• TASK TO CARRY OUT: Transcribe the full listing below exactly.

--- start INPUT ---

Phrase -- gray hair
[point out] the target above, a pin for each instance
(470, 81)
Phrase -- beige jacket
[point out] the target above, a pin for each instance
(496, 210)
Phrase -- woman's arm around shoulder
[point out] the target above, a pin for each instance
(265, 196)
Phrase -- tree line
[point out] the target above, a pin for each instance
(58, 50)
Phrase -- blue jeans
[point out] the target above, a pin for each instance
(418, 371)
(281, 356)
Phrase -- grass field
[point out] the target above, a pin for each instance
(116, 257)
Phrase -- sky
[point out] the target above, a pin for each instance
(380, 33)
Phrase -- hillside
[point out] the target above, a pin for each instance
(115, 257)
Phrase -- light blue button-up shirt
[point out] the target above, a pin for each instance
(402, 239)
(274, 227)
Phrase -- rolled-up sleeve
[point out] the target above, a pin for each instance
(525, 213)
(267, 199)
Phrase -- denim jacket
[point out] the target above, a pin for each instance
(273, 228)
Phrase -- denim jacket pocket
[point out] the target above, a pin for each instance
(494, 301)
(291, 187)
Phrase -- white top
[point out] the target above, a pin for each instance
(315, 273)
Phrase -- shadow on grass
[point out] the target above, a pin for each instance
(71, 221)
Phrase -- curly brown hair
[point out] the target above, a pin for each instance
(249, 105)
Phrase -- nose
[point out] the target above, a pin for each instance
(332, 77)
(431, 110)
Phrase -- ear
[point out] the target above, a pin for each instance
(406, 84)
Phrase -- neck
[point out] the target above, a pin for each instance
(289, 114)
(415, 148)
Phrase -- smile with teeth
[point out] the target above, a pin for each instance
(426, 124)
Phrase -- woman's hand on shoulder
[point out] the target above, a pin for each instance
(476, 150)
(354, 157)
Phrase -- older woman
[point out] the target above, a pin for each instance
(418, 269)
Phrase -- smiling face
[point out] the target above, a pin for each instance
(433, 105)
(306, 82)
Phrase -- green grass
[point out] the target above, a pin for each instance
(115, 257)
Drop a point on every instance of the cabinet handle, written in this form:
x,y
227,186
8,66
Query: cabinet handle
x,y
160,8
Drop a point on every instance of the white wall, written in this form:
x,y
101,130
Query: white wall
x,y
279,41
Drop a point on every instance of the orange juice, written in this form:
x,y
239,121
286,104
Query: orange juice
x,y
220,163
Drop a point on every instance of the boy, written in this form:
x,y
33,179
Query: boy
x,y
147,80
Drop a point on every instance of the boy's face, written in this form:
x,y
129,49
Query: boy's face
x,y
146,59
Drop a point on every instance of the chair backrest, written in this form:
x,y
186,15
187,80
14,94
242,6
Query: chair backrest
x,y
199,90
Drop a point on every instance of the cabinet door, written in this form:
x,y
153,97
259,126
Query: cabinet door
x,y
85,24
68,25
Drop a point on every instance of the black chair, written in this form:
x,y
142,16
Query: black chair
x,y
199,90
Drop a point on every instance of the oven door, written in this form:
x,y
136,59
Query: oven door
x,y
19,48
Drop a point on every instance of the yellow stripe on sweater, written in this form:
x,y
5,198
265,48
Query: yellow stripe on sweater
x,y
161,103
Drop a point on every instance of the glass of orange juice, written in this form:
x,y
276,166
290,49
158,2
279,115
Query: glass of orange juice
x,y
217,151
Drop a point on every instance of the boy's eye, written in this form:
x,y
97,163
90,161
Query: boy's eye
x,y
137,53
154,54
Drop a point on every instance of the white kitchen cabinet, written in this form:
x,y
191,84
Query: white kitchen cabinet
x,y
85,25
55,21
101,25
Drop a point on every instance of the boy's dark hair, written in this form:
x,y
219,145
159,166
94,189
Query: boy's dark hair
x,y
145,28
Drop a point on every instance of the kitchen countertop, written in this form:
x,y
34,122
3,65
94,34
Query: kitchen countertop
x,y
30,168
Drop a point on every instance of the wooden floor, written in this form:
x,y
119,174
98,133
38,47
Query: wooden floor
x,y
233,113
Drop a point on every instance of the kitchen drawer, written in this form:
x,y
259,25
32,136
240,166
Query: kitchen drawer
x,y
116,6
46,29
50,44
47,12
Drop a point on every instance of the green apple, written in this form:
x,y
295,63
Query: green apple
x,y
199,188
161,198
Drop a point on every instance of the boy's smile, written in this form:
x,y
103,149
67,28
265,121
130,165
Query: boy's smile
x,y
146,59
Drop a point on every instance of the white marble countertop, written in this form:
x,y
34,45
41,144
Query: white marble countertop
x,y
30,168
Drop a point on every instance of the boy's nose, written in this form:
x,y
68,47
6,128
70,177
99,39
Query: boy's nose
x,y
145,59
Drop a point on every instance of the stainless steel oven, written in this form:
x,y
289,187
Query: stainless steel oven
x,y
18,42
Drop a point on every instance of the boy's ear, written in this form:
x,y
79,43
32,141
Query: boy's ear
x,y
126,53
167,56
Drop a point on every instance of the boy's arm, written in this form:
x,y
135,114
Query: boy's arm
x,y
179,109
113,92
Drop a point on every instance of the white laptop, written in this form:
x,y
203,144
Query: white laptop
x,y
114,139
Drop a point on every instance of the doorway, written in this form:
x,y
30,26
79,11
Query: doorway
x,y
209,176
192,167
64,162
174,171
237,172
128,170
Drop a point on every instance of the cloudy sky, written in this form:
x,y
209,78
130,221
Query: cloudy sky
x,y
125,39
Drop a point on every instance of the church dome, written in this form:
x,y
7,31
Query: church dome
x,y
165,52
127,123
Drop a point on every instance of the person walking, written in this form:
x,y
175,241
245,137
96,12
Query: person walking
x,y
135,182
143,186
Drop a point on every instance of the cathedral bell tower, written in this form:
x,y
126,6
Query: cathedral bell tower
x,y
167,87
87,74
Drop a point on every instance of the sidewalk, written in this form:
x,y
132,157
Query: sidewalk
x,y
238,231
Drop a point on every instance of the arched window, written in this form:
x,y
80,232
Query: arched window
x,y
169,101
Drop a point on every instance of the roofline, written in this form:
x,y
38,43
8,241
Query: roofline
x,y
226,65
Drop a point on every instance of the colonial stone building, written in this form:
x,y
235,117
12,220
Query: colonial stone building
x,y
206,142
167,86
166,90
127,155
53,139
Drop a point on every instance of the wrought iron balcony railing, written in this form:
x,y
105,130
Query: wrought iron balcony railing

--- end INPUT ---

• EXERCISE OUTPUT:
Phrase -- gray hair
[point out] the target above, a pin for each instance
(470, 81)
Phrase -- beige jacket
[point out] the target above, a pin for each instance
(496, 210)
Phrase -- woman's arm around shoulder
[point out] the target above, a pin for each instance
(265, 196)
Phrase -- tree line
[point out] the target above, a pin for each instance
(58, 50)
Phrase -- blue jeans
[point out] the target above, a pin for each instance
(418, 371)
(281, 356)
Phrase -- grass field
[point out] the target above, a pin for each instance
(116, 257)
Phrase -- sky
[point out] the target above, a pin for each instance
(380, 33)
Phrase -- hillside
[point out] the target above, a pin for each instance
(115, 257)
Phrase -- light blue button-up shirt
[point out] the target above, a pin for each instance
(402, 239)
(274, 227)
Phrase -- rolled-up sleeve
[point out] the target above, a pin for each instance
(525, 213)
(267, 199)
Phrase -- denim jacket
[point out] the target above, a pin for each instance
(273, 228)
Phrase -- denim jacket pocket
[point out] the target above, a pin for each instance
(494, 301)
(291, 187)
Phrase -- white top
[point out] the target above, a pin for each instance
(315, 273)
Phrase -- shadow on grass
[point out] the target above, a pin for each instance
(71, 221)
Phrase -- curly brown hair
[point out] the target above, a pin for each instance
(249, 105)
Phrase -- nose
[point out] the target above, a pin for each instance
(332, 77)
(431, 110)
Phrase -- ear
[point out] the target above, a pin for each instance
(406, 84)
Phrase -- neck
[point out] the target above, a pin for each instance
(289, 114)
(415, 148)
Phrase -- smile with teeth
[point out] the target above, a pin for each instance
(426, 124)
Phrase -- woman's hand on shoulder
[point out] the target above, a pin for each instance
(476, 150)
(354, 157)
Phrase -- older woman
[point out] the target above, a pin for each instance
(418, 269)
Phrase -- smiling face
[point out] the target above, a pin for each instance
(433, 105)
(306, 82)
Phrase -- green grass
[point out] the target above, a pin for each instance
(115, 257)
Drop a point on every instance of the cabinet handle, written in this form:
x,y
227,186
8,66
Query: cabinet handle
x,y
160,8
Drop a point on every instance of the white wall, written in this form:
x,y
101,130
Query: white wall
x,y
279,41
Drop a point on every instance of the orange juice, written in this form:
x,y
239,121
286,104
Query: orange juice
x,y
220,163
Drop a point on every instance of the boy, written in this form:
x,y
33,179
Query: boy
x,y
147,80
Drop a point on every instance of the boy's face, written in this form:
x,y
129,49
Query: boy's face
x,y
146,59
Drop a point on every instance of the chair backrest, written in this form:
x,y
186,15
187,80
14,94
242,6
Query: chair backrest
x,y
199,90
Drop a point on every instance of the cabinet door, written in this form:
x,y
153,97
259,126
Query: cabinet door
x,y
85,24
68,25
Drop a point on every instance of the black chair, written in this form:
x,y
142,16
Query: black chair
x,y
199,90
Drop a point on every instance of the oven door, written in this form:
x,y
136,59
Query: oven door
x,y
19,48
Drop a point on every instance of the yellow stripe on sweater, written in this form:
x,y
5,198
265,48
Query: yellow stripe on sweater
x,y
161,103
Drop a point on every instance of the glass of orange juice, written in this form:
x,y
276,166
290,49
158,2
279,115
Query: glass of orange juice
x,y
217,151
Drop a point on every instance of the boy's eye, written in this form:
x,y
97,163
90,161
Query: boy's eye
x,y
137,53
154,54
Drop a point on every instance of the white kitchen cabinet, written in this form:
x,y
191,84
Query: white kitchen cabinet
x,y
85,25
55,21
101,25
Drop a point on every instance of the boy's dark hair, written in this form:
x,y
219,145
159,166
94,189
Query: boy's dark hair
x,y
145,28
Drop a point on every instance of the kitchen countertop, written in this form:
x,y
34,122
3,65
94,34
Query: kitchen countertop
x,y
30,168
Drop a point on every instance of the wooden floor, written in this form:
x,y
119,174
98,133
38,47
Query: wooden floor
x,y
233,113
Drop a point on every instance of the kitchen drawer, written in this form:
x,y
259,25
32,136
240,166
Query: kitchen drawer
x,y
116,6
46,29
50,44
47,12
Drop a point on every instance of the green apple, written in this form:
x,y
295,63
Query: green apple
x,y
199,188
161,198
Drop a point on every instance of the boy's smile, written in this form:
x,y
103,149
67,28
265,121
130,165
Query: boy's smile
x,y
146,59
Drop a point on every instance of the white marble countertop, written in this form:
x,y
34,45
41,144
Query: white marble countertop
x,y
30,168
Drop a point on every instance of the boy's nose, written in this form:
x,y
68,47
6,128
70,177
99,39
Query: boy's nose
x,y
145,59
Drop a point on every instance of the stainless steel oven, written in this form:
x,y
289,187
Query: stainless steel oven
x,y
18,42
Drop a point on every instance of the boy's ear, written in this form:
x,y
79,43
32,141
Query: boy's ear
x,y
126,53
167,56
Drop a point on every instance of the boy's arm, written in this form:
x,y
135,114
Query: boy's arm
x,y
179,109
113,92
Drop a point on every instance of the white laptop, written in this form:
x,y
203,144
Query: white laptop
x,y
114,139
Drop a point on every instance of the doorway, written in this form:
x,y
30,26
79,11
Query: doorway
x,y
209,176
192,167
64,162
174,171
237,172
128,170
Drop a point on every instance of the cloudy sky, written in this form:
x,y
209,78
130,221
Query: cloudy sky
x,y
125,39
Drop a point on every instance of the church dome, written in this form:
x,y
7,31
Query: church dome
x,y
165,52
127,123
Drop a point on every instance of the person walking, written in this form:
x,y
175,241
245,137
96,12
Query: person walking
x,y
135,182
143,186
Drop a point on every instance of the cathedral bell tower, written in this form:
x,y
126,6
Query: cathedral bell tower
x,y
167,87
87,74
Drop a point on every instance of the sidewalk, written in this form:
x,y
132,157
Query: sidewalk
x,y
238,231
Drop a point on every instance of the arched window, written in this form:
x,y
80,232
Query: arched window
x,y
169,101
Drop a point on every instance of the roofline, written in this form:
x,y
38,43
8,241
Query: roofline
x,y
226,65
Drop a point on every instance of the colonial stone building, written in this form:
x,y
235,117
12,220
Query: colonial stone building
x,y
206,142
167,86
166,90
127,155
53,139
Drop a point on every instance of the wrought iron balcony railing, written in this form:
x,y
105,130
Query: wrought iron balcony railing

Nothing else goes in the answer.